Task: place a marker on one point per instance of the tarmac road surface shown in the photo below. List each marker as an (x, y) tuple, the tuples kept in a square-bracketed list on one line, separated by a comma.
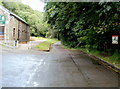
[(57, 68)]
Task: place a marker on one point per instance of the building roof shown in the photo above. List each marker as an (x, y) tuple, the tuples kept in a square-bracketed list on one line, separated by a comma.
[(11, 13)]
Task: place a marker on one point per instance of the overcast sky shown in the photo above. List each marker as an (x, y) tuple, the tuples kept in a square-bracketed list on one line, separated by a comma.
[(35, 4)]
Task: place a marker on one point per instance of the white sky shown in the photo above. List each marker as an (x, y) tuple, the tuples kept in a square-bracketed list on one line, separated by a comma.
[(35, 4)]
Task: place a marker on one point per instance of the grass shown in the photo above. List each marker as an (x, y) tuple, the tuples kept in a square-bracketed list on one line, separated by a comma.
[(45, 46), (112, 59), (37, 38)]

--------------------------------------------------

* [Directions for this task]:
Please output the records above exactly, without the pictures.

* [Output for this exercise]:
Task: place a marker on one point per instance of the tarmac road surface shown in the photo below. List each marker as an (x, y) tuple, the tuples kept in a square-bracketed list on one line, separated by a comma.
[(57, 68)]
Task: place a marker on one point per instance of the building roof shown in the photo above. List each marker as an (x, y) tuple, the tuples kept in a square-bracketed list on one line, separated by a comma.
[(11, 13)]
Task: place a marker on one point per instance of the overcast sky shown in the photo above. List each marker as an (x, y) tuple, the tuples kept in a square-bracketed list on one line, separated by a comma.
[(35, 4)]
Task: place a marker on one point per instance of the white sky shown in the photo above. List each marker as an (x, y) tuple, the tuples kept in a square-bracketed list on one line, separated by a comma.
[(35, 4)]
Task: place a marker on one point per instance of the grass shown in the photo above. List each marker as an (x, y) tuple, the tuples kept in a square-bracketed list on one line, separated by a comma.
[(45, 46), (112, 59), (37, 38)]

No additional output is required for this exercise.